** Begin INPUT ROWS **

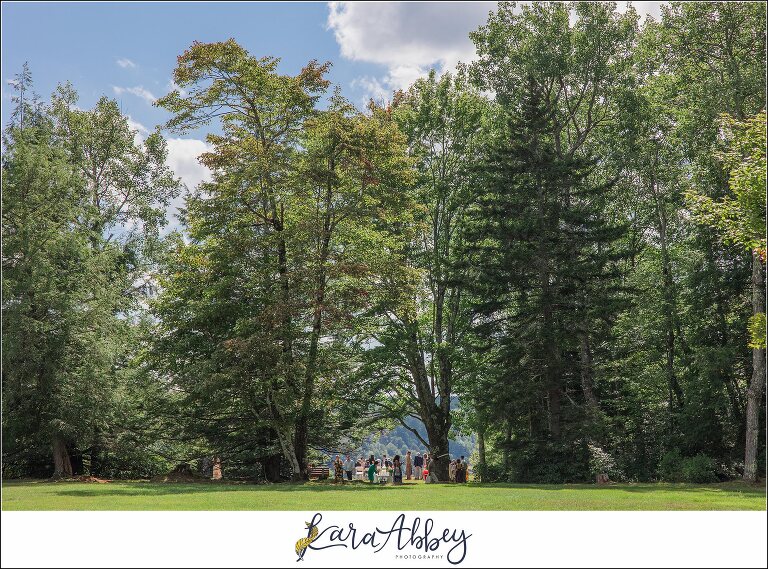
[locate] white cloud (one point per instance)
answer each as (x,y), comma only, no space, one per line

** End INPUT ROWS **
** Begin INPUT ROWS **

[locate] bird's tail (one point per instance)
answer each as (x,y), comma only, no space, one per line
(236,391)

** End INPUT ROWS **

▶ **WHAT TO DO**: Copy out every row above that contains the word "locate".

▶ **IN RESPONSE**:
[locate] white cloud (one point per instance)
[locate] bird's tail (one point per instance)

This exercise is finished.